▶ [About this exercise]: Resume the news roundup on emergency-room alcohol interventions and family violence, continuing after its final sentence.

▶ [Source document]:
=-=-=-=-=

Roundup: Docs talk with drunk ER patients; student says child abuse cycle can be stopped; psychiatric drugs making US mad?

Six hundred ER patients under the influence had a mini-intervention with a hospital staff member who asked them why they were having trouble stopping drinking, and encouraged them to set a goal of drinking less, according to this story by Washington Post staff writer Michelle Andrews. It helped them reduce their drinking, binge drinking and drinking and driving, the research found. It was published in the Annals of Emergency Medicine.

“In the emergency department on a weekend, all the cases may be drug- or alcohol-related, and yet we don’t do” screening and intervention, says Gail D’Onofrio, the study’s lead author, who is chair of emergency medicine at the Yale School of Medicine. “Our goal is to normalize this in the emergency department.”

Although up to half of ER patients are drunk, many physicians don’t address the issue, because “alcohol-exclusion laws in more than half of the country permit insurers to refuse to pay for medical services related to alcohol or drug use, and that can derail hospitals’ best intentions”, according to the story.

Here’s one reason why I included this item. The CDC’s Adverse Childhood Experience Study (ACE Study), found that people with high ACE scores had a high risk of alcoholism.

CASSIDY RICHARDSON, A 20-YEAR-OLD JOURNALISM student at the University of Missouri School of Journalism wrote this terrific essay — “Cycle of domestic violence and abuse can be stopped” — in the Columbia Missourian — one of the city’s major news organizations.

She points out that more than 40,000 incidents of family violence were reported in Missouri in 2010. She then asks why it is that not one of her friends has any idea that family violence occurs so frequently.

The answer is simple. We, as a community, as a state, as a nation, have historically locked the issue behind our front doors.

=-=-=-=-=

Records contained in a dataset
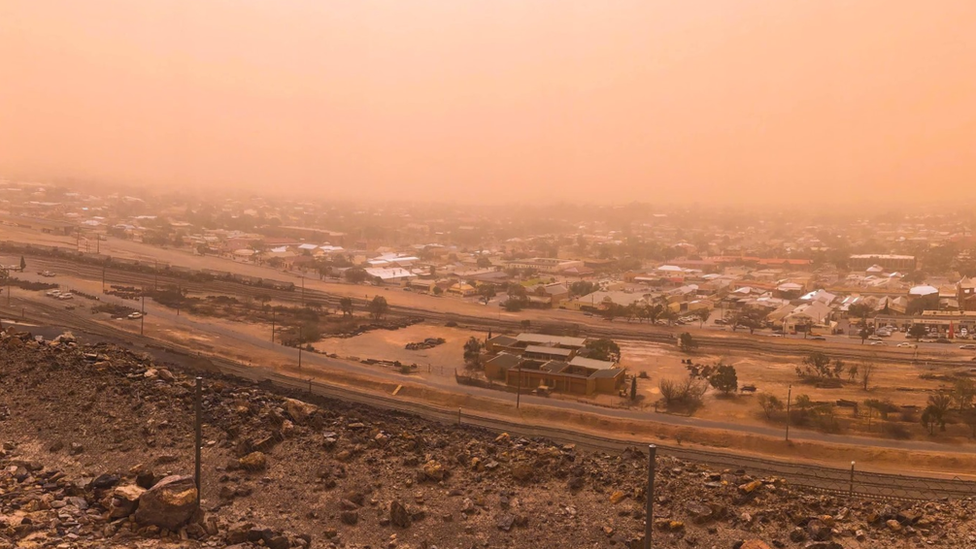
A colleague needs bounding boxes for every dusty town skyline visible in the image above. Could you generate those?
[0,0,976,204]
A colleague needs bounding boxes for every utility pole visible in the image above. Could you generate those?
[515,364,522,409]
[786,384,793,442]
[193,376,203,507]
[644,444,657,549]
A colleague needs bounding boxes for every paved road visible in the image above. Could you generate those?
[5,311,976,500]
[7,256,974,368]
[7,282,973,454]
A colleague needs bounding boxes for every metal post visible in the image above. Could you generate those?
[850,461,854,496]
[786,385,793,442]
[515,364,522,409]
[194,376,203,507]
[644,444,657,549]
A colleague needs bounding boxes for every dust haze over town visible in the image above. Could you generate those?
[0,0,976,205]
[0,0,976,549]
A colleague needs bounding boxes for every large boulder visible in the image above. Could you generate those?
[109,484,146,519]
[135,475,197,531]
[284,398,316,425]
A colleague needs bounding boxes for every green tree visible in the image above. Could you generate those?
[758,393,785,419]
[797,351,837,378]
[708,364,739,395]
[586,338,620,362]
[678,332,698,353]
[952,378,976,410]
[478,284,496,305]
[369,295,390,320]
[921,391,952,435]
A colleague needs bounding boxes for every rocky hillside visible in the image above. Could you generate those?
[0,333,976,549]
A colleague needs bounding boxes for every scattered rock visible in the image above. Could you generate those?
[135,475,197,531]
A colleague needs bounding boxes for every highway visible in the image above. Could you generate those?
[6,310,976,500]
[7,252,976,367]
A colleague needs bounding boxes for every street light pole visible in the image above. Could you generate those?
[515,364,522,409]
[786,384,793,442]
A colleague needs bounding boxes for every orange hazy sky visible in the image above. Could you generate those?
[0,0,976,203]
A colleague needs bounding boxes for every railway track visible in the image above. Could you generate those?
[9,292,976,500]
[21,256,972,367]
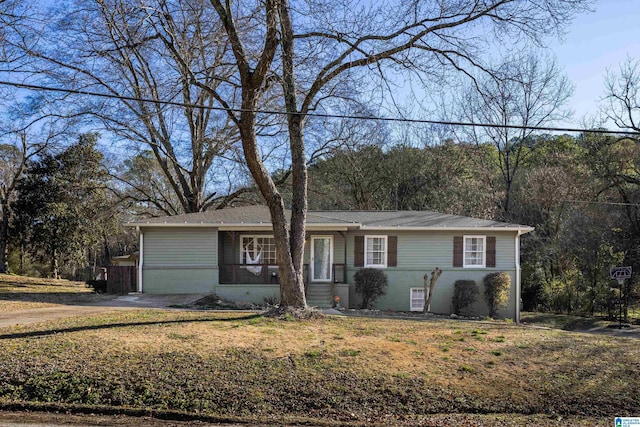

=-=-=-=-=

▶ [Answer below]:
Perhaps if advocates had existed when my aunt fled her husband, she wouldn’t have brought her son into my house. Perhaps if she’d known about shelters, the cycle of violence would have been broken then and there. Perhaps if we hadn’t tried to keep it a family matter, it wouldn’t have continued with me. Perhaps I wouldn’t have been sexually abused by her son.

But I was.

Hers is a sad story, like many others, but ends with a gritty determination to change things. You’ll believe that she’ll be a big part of making that happen.

Her story is also why this site and the ACEs Too High Network exists, to figure out ways to talk openly about this issue so that we have a better chance of reducing and preventing childhood trauma, as well as building resilience for those who have experience childhood or adult trauma.

IS THE U.S. OVER-USING PSYCHIATRIC DRUGS? An essay by Gary Kohls on reviews books by science writer Robert Whitaker, and physician Grace E. Jackson. These aren’t new books, but the essay’s worth a gander if you’re interested in the question of whether we’re relying on drugs to treat symptoms of mental illness that are trauma-related, instead of attending to the problem of the underlying trauma.